Could you retype the whole listing word for word and drop the images?
---- RECORDS PROVIDED
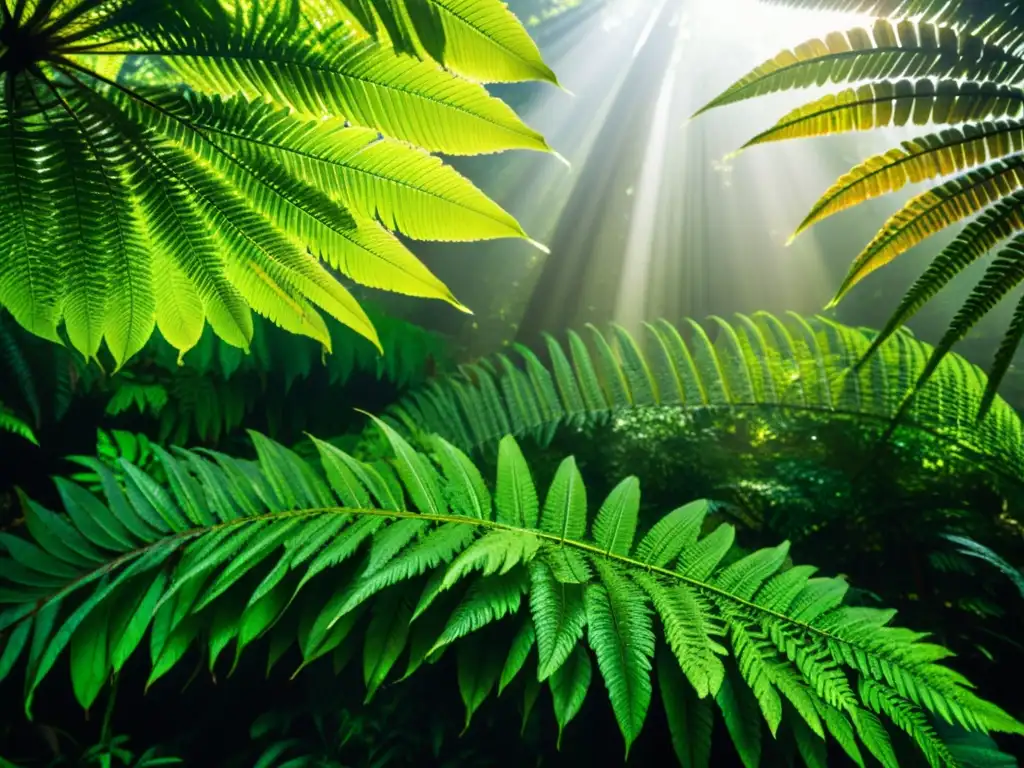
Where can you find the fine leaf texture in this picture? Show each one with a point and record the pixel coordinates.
(779, 634)
(171, 163)
(925, 62)
(759, 364)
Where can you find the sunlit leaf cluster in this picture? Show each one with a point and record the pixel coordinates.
(171, 163)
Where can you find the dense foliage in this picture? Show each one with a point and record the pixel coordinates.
(233, 550)
(953, 64)
(170, 163)
(432, 582)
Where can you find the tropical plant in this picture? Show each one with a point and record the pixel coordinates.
(957, 64)
(211, 390)
(231, 150)
(760, 364)
(10, 423)
(39, 380)
(235, 550)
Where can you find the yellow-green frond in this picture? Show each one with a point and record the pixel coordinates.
(920, 160)
(895, 104)
(888, 50)
(933, 211)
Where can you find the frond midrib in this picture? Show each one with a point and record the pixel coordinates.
(592, 549)
(396, 181)
(1013, 93)
(733, 96)
(1011, 126)
(183, 52)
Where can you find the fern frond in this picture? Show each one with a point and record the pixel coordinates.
(920, 160)
(237, 148)
(10, 423)
(276, 536)
(925, 62)
(888, 50)
(895, 103)
(482, 41)
(799, 366)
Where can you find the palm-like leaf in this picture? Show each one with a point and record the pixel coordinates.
(960, 64)
(231, 547)
(166, 164)
(10, 423)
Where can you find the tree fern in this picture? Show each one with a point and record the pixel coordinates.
(231, 547)
(756, 364)
(958, 64)
(168, 164)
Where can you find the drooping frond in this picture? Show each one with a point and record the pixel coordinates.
(1000, 20)
(478, 39)
(926, 62)
(241, 153)
(756, 364)
(888, 50)
(10, 423)
(920, 160)
(228, 548)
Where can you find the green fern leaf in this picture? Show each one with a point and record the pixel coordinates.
(621, 633)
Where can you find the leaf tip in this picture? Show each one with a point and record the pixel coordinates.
(539, 246)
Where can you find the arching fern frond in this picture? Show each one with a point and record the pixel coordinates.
(761, 363)
(235, 550)
(957, 64)
(172, 163)
(10, 423)
(482, 41)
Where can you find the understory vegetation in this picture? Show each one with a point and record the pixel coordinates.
(253, 515)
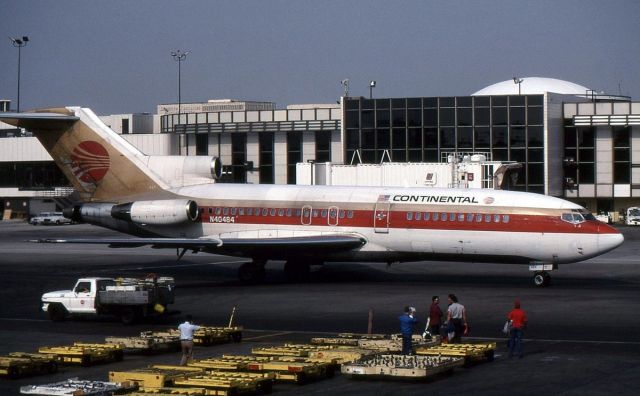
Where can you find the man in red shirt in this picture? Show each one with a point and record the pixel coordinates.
(518, 319)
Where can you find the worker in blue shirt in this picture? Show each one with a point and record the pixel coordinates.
(407, 321)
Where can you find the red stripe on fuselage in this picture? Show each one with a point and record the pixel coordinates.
(462, 221)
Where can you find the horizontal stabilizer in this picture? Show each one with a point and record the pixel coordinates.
(37, 120)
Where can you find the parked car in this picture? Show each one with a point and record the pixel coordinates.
(49, 218)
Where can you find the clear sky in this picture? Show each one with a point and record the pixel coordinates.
(114, 56)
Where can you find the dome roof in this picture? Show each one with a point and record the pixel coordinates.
(533, 86)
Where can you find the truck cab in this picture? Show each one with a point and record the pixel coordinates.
(127, 298)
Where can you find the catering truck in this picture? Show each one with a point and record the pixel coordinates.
(128, 298)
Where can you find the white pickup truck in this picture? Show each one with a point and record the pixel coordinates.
(128, 298)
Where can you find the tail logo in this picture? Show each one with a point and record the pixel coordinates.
(90, 162)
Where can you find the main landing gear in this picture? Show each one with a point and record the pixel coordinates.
(542, 278)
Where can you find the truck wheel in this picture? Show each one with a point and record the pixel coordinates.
(128, 316)
(57, 312)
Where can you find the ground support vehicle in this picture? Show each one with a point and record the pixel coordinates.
(50, 218)
(402, 366)
(632, 216)
(19, 364)
(75, 387)
(128, 298)
(154, 376)
(472, 353)
(85, 354)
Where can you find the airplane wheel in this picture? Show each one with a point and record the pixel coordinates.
(251, 272)
(541, 279)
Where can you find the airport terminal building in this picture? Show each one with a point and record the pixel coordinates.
(571, 141)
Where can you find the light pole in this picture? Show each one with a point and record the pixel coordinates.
(518, 81)
(179, 56)
(19, 43)
(345, 84)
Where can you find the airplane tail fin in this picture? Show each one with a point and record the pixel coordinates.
(99, 163)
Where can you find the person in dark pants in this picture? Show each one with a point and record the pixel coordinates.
(457, 318)
(187, 329)
(435, 316)
(407, 322)
(518, 318)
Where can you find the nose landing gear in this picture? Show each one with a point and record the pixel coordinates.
(541, 279)
(541, 276)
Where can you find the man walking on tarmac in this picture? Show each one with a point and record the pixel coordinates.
(187, 329)
(407, 321)
(518, 318)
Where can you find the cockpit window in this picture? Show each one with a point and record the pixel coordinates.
(575, 217)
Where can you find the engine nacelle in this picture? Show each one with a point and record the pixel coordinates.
(160, 212)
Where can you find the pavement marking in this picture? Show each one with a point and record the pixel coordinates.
(276, 333)
(268, 335)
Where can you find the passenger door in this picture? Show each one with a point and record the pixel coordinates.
(381, 214)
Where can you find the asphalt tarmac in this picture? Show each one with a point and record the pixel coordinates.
(583, 335)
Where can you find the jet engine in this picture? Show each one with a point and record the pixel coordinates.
(160, 212)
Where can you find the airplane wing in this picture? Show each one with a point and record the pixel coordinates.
(246, 247)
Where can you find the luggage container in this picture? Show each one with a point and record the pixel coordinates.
(154, 376)
(471, 353)
(402, 366)
(18, 364)
(85, 354)
(76, 387)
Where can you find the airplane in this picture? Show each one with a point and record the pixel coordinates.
(174, 202)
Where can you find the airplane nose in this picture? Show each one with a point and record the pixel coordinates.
(608, 242)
--------
▶ **WRITTEN ANSWER**
Where can you find the fine leaf texture in this picture? Show each one with a point and record the pixel coordinates.
(779, 634)
(171, 163)
(925, 62)
(759, 364)
Where can you find the sunlit leaf cluster in this picture? Show each one with a point and record the pixel coordinates.
(171, 163)
Where can you find the dense foliage in this picture? Show each one with a point and record the pixel coordinates.
(233, 550)
(953, 64)
(170, 163)
(432, 582)
Where can you find the tropical plant in this picture? Show each one with a point and record the pixel coordinates.
(957, 64)
(211, 390)
(231, 150)
(760, 364)
(10, 423)
(39, 380)
(235, 550)
Where can you find the yellow-green frond in this picture? Show each one with a point and record the pixel coordinates.
(920, 160)
(895, 104)
(888, 50)
(933, 211)
Where can you find the frond midrib in this picture? Show each one with a point and record the pixel coordinates.
(592, 549)
(396, 181)
(1013, 93)
(733, 96)
(1011, 126)
(183, 52)
Where can you find the fern frond in this picture? Show each one with a point and record the pixel coordinates.
(920, 160)
(237, 148)
(10, 423)
(276, 536)
(925, 62)
(888, 50)
(895, 103)
(482, 41)
(799, 366)
Where can you find the palm-like leaf in this picture? Show each one with a point and record the pixel coordinates.
(960, 64)
(231, 547)
(166, 164)
(10, 423)
Where can you find the tree fern in this picture? Show each one with a point and record the pixel coordinates.
(231, 547)
(756, 364)
(958, 64)
(168, 164)
Where can you find the drooping frond in this picture? Show each one with a point and record the pixel coordinates.
(1000, 20)
(478, 39)
(926, 62)
(241, 153)
(756, 364)
(888, 50)
(10, 423)
(920, 160)
(228, 548)
Where can you find the green fern leaf in this picture? Show each one with a point and record the pixel coordinates.
(621, 633)
Where can you find the leaf tip in this picture? Show each one with a point and record the pixel coordinates.
(539, 246)
Where can you find the arching fern frond in this picture? Show each one with a point and record the pixel coordinates.
(761, 363)
(235, 550)
(957, 64)
(172, 163)
(10, 423)
(482, 41)
Where can you find the understory vegetation in this picture? Show each one with a point and record the pixel coordinates.
(253, 515)
Where can you find the man in red shirt in this picture? Show each one with a point and record the pixel coordinates.
(518, 319)
Where can you find the worker in blue shirt in this picture? Show each one with a point and record the pixel coordinates.
(407, 321)
Where can you find the red stripe on fuselage in this picture? Show each one with a point and record the pixel coordinates.
(462, 221)
Where can you find the horizontal stabilizer in this picture? Show each one with a point and record the pixel coordinates.
(37, 120)
Where can you find the parked car in this picture? Show each one with a point and record the pixel coordinates.
(49, 218)
Where can you find the clear sky in this picture? Show each one with a point and record the pixel coordinates.
(114, 56)
Where can you find the dome roof in this picture? Show each one with a point and record the pixel coordinates.
(533, 86)
Where can you find the truck cab in this picture? Show each one with a point and record the pixel coordinates.
(127, 298)
Where can you find the catering truck in this picture? Show each one with a point and record the pixel coordinates.
(128, 298)
Where can you find the white pickup truck in this picture? Show each one with a point and record the pixel coordinates.
(128, 298)
Where can you find the tail logo in this picture? Show each one with a point and record the pixel coordinates.
(90, 162)
Where can you find the main landing gear in this picture? Show each one with a point and record the pixel coordinates.
(542, 278)
Where can you find the truck wheel in this picture? Show each one with a point and record the pixel coordinates.
(128, 316)
(57, 312)
Where can you find the ground support vehicle in this picture? Show each one with a point and record the pixel coordinates.
(50, 218)
(402, 366)
(632, 216)
(19, 364)
(75, 387)
(128, 298)
(154, 376)
(472, 353)
(85, 354)
Where can you find the airplane wheel in this picture? Show each one with a point and record the pixel coordinates.
(251, 272)
(541, 279)
Where can you find the airport terminal building in this picture? Show each one with a point and record the pixel coordinates.
(571, 141)
Where can you find the light pole in this picture? Show each one with a point and record the pixel coordinates.
(518, 81)
(179, 56)
(19, 43)
(345, 84)
Where can you find the airplane tail fin in this picture? Show each one with a point and record the pixel coordinates.
(99, 163)
Where can you find the person in dark pants in this picture? Show each one with a point and record the pixel coordinates.
(457, 318)
(187, 329)
(435, 316)
(407, 322)
(518, 318)
Where can you find the nose landing gear in this picture? Show each one with a point and record the pixel coordinates.
(541, 279)
(541, 276)
Where can you find the man walking on tarmac in this picture? Show each one with a point and record the pixel coordinates.
(187, 329)
(407, 321)
(518, 318)
Where can you find the cockpit window in this picture? Show each one with a point and record the pixel coordinates.
(575, 217)
Where can you find the engine nacelle in this picture? Show each one with a point and record the pixel coordinates.
(160, 212)
Where can you find the pavement marking in this picture? Show each one with a point and record the pixel coordinates.
(276, 333)
(268, 335)
Where can you find the passenger door in this picture? Show each one with a point and record the pixel coordinates.
(381, 214)
Where can you find the asphalt tarmac in this picture? Show each one with a point and record the pixel coordinates.
(583, 335)
Where can you find the jet engine in this picture? Show each one with a point and record the pixel coordinates.
(160, 212)
Where can you find the airplane wing in this picture? Show each one with a point and record the pixel coordinates.
(246, 247)
Where can you find the luggage container in this picture? Show each one with a point and record the pixel coordinates.
(154, 376)
(471, 353)
(402, 366)
(18, 364)
(85, 354)
(76, 387)
Where can you find the airplane in this picture? Show each one with a point and record the pixel coordinates.
(174, 202)
Where can you find the airplane nose in this picture? Show each one with a point and record the pixel coordinates.
(608, 242)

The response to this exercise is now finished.